# REKORDY DANYCH
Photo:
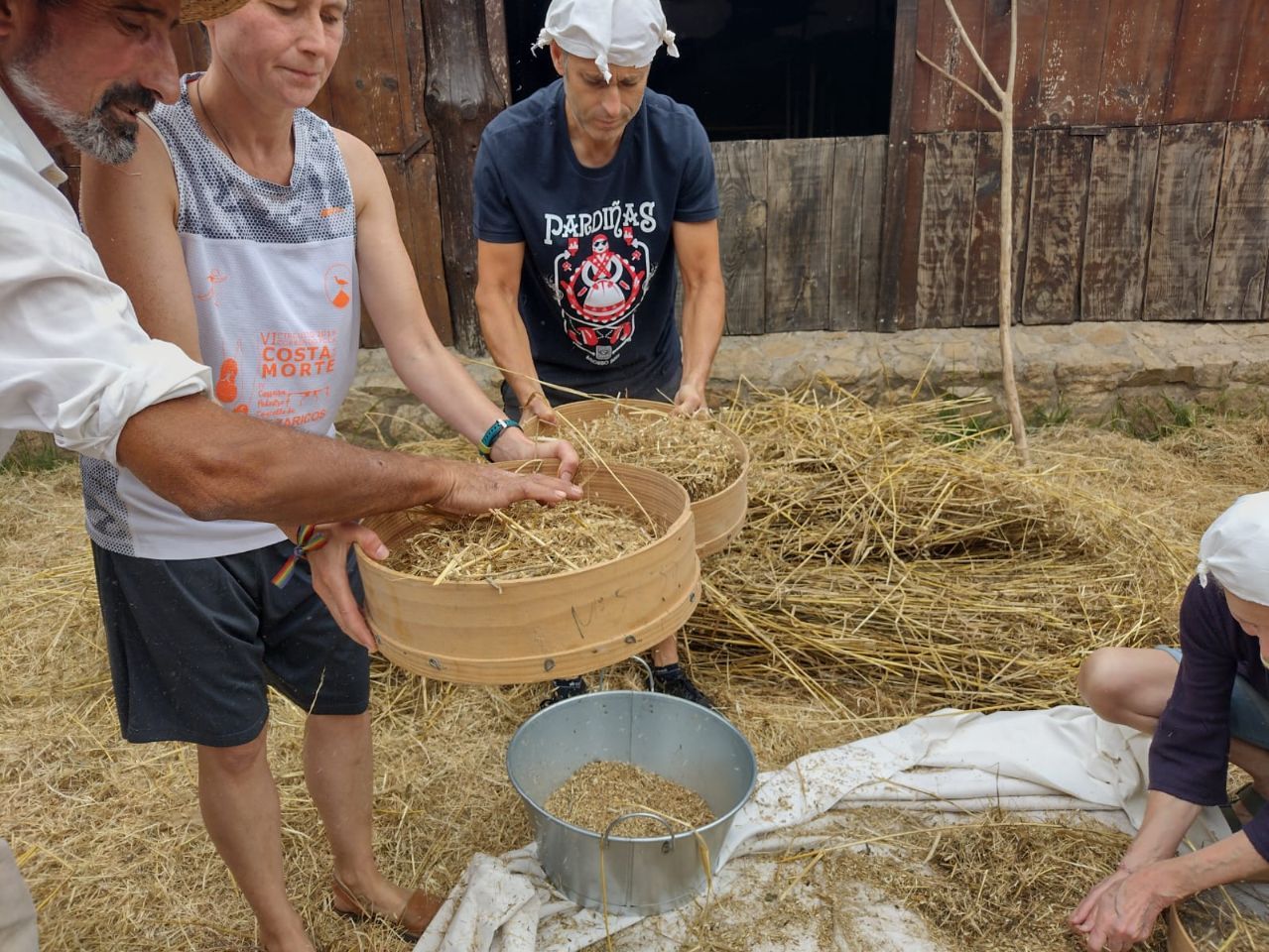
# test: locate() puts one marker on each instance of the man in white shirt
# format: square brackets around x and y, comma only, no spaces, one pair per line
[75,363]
==
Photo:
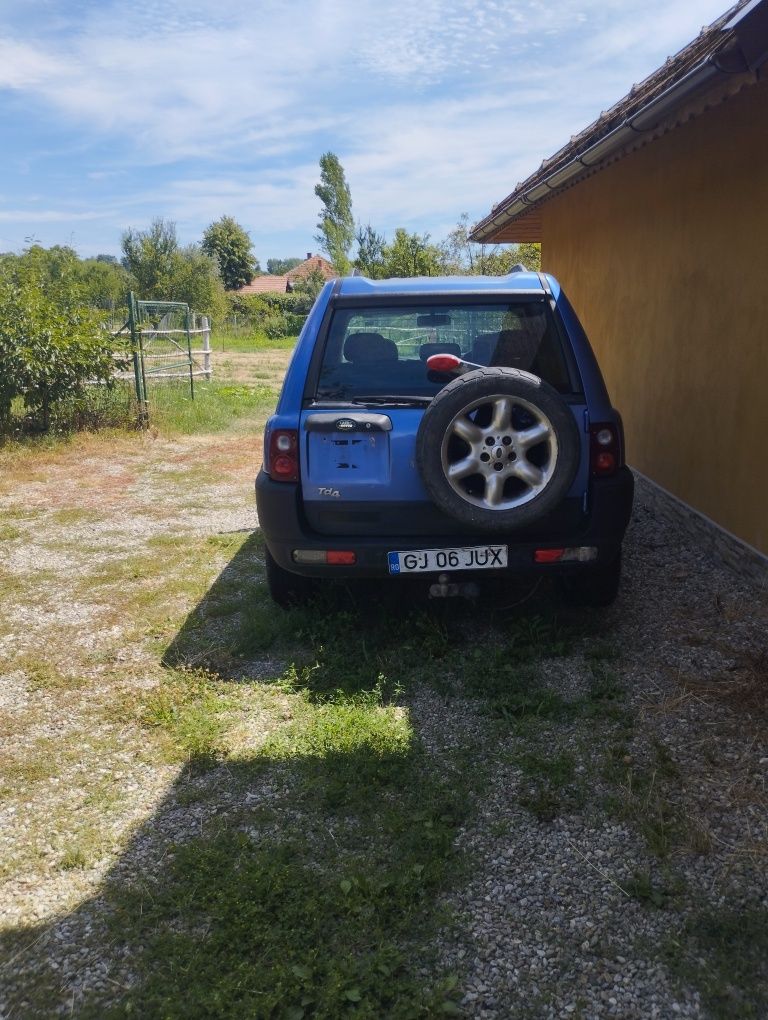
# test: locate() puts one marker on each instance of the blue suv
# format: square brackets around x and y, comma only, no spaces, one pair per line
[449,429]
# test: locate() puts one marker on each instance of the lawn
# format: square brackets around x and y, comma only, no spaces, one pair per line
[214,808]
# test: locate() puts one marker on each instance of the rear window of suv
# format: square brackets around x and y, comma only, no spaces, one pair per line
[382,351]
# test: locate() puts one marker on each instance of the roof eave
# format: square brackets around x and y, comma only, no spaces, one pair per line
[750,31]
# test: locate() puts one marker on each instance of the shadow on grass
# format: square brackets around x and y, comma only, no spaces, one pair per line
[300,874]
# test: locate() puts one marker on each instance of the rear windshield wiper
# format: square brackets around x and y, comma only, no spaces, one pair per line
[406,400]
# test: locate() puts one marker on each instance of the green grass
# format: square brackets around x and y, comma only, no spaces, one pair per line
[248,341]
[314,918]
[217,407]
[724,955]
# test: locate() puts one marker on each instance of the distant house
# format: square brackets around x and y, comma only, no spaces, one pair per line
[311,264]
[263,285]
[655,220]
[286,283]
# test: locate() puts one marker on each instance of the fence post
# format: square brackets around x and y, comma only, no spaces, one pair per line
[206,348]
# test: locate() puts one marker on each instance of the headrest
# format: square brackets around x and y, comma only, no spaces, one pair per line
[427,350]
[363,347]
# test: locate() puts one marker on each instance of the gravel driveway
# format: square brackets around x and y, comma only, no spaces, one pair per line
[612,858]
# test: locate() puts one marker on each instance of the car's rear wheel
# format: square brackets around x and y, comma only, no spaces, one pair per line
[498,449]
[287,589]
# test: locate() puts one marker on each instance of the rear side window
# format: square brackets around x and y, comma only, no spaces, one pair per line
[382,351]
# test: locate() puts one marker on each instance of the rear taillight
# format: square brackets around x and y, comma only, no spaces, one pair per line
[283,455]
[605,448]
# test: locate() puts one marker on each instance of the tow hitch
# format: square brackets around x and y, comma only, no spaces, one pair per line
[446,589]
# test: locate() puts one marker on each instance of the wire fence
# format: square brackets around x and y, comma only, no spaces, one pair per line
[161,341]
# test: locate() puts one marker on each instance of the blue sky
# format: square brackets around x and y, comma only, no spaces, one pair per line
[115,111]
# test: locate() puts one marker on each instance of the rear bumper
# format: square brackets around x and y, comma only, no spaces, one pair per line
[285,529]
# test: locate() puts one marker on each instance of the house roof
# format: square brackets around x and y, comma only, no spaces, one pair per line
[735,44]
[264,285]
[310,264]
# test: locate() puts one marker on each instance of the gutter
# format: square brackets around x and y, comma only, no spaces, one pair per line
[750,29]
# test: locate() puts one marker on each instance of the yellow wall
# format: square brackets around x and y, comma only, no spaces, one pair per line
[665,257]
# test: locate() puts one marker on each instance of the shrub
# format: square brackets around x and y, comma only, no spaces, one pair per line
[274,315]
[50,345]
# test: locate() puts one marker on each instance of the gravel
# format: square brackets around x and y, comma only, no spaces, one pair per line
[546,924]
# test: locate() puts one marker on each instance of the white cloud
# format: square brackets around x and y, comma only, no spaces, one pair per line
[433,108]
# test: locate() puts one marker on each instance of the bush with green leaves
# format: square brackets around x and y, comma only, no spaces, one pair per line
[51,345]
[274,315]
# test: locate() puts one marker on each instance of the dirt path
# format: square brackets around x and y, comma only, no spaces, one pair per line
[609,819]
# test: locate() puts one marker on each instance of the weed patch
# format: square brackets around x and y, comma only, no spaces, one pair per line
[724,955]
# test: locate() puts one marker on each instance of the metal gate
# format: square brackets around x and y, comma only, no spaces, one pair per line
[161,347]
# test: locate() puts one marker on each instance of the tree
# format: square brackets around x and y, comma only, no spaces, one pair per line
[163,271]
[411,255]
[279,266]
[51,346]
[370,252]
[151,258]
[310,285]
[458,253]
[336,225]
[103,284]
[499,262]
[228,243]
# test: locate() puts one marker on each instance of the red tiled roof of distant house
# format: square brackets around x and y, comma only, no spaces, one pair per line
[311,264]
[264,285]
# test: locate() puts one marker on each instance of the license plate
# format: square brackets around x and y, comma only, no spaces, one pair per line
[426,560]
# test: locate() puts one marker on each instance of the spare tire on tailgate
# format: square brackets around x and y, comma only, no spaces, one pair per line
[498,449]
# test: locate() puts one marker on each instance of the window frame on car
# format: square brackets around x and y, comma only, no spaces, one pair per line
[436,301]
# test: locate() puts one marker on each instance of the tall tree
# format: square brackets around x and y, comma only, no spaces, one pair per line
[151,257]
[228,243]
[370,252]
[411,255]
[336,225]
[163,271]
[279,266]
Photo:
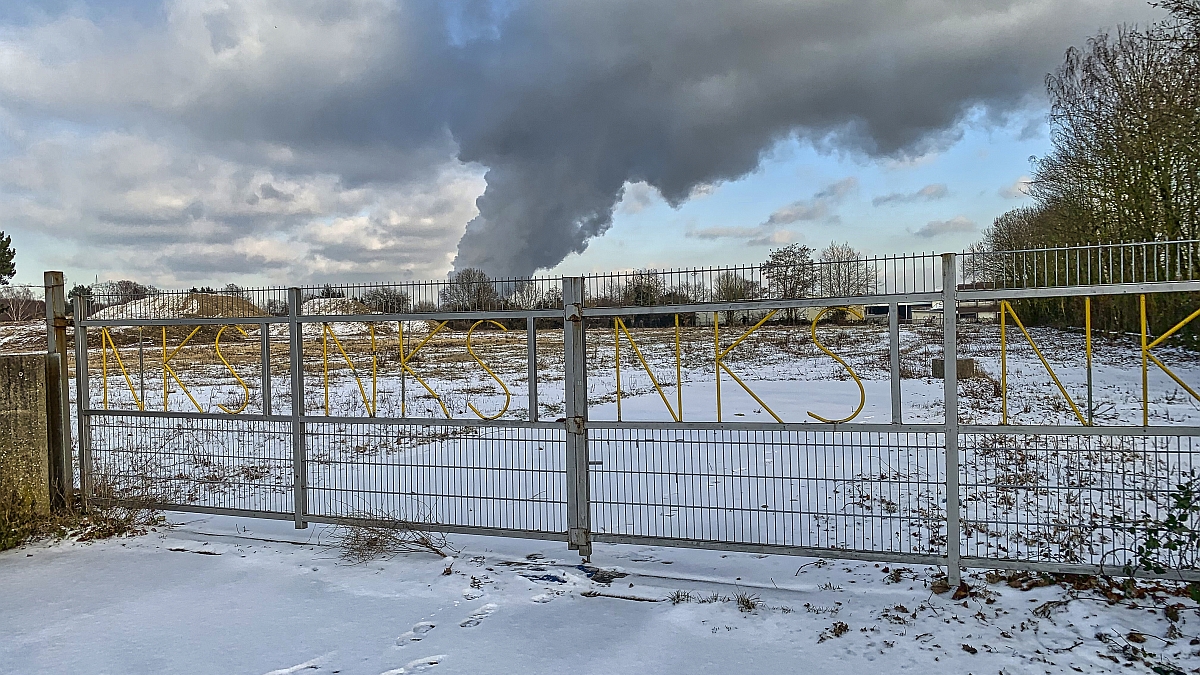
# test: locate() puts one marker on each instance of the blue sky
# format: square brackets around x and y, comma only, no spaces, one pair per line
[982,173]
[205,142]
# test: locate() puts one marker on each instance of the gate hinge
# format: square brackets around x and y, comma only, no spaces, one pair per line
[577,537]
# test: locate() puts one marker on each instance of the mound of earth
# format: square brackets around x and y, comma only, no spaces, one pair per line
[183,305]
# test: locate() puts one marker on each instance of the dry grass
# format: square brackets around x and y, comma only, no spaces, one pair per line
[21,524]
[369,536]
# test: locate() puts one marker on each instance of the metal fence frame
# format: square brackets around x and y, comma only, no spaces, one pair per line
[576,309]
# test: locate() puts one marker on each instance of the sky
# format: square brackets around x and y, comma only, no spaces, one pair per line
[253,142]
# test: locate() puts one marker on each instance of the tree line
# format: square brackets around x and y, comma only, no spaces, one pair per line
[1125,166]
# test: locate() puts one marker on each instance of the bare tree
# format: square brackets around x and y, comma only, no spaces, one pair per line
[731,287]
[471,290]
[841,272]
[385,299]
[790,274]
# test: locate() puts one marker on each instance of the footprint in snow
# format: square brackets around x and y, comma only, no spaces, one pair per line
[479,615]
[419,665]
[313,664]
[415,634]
--
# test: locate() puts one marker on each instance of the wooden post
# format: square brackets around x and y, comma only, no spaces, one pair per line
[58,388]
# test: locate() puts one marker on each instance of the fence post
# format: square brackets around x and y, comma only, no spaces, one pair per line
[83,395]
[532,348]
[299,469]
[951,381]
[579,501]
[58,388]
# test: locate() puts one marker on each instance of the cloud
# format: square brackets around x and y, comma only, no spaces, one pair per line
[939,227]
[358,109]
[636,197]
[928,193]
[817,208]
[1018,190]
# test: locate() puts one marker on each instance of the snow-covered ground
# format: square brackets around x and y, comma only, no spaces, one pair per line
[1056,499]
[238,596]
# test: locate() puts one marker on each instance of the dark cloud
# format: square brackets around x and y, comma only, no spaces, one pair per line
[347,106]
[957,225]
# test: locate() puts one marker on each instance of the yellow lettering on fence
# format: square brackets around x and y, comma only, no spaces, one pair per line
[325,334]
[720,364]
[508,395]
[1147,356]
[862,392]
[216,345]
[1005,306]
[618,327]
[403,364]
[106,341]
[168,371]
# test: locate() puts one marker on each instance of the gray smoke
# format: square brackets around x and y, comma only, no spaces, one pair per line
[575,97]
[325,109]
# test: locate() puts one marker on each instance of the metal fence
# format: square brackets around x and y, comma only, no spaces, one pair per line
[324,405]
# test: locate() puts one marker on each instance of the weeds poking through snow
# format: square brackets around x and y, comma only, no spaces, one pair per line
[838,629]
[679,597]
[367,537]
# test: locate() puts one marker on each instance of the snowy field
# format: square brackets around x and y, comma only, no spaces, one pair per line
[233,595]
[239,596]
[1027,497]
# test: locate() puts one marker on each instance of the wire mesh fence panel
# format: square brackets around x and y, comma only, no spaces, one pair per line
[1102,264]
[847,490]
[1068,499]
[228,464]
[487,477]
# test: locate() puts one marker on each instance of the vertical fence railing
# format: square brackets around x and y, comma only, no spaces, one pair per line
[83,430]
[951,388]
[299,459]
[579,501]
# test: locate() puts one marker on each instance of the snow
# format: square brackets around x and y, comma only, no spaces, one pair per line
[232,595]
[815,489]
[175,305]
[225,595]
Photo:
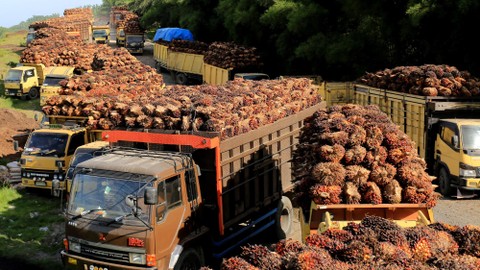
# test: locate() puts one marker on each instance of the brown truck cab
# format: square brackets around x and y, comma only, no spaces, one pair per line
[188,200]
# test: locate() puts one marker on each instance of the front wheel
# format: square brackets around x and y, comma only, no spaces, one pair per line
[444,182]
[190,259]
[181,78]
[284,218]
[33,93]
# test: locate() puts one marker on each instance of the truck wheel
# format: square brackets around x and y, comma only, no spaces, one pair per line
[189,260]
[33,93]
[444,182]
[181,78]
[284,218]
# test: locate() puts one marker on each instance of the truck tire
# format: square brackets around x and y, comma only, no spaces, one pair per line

# POLECENIE
Proszę wybrać z powyższych rekordów każdy wiersz zawierający słowo „roof” i przepisać te wiersze.

# ODPOWIEDŹ
# test: locate() puts one marker on each instance of the roof eave
# test: locate() puts one marker on each instance of the house roof
# test: locate() puts one marker on each instance of the red tiled roof of distant house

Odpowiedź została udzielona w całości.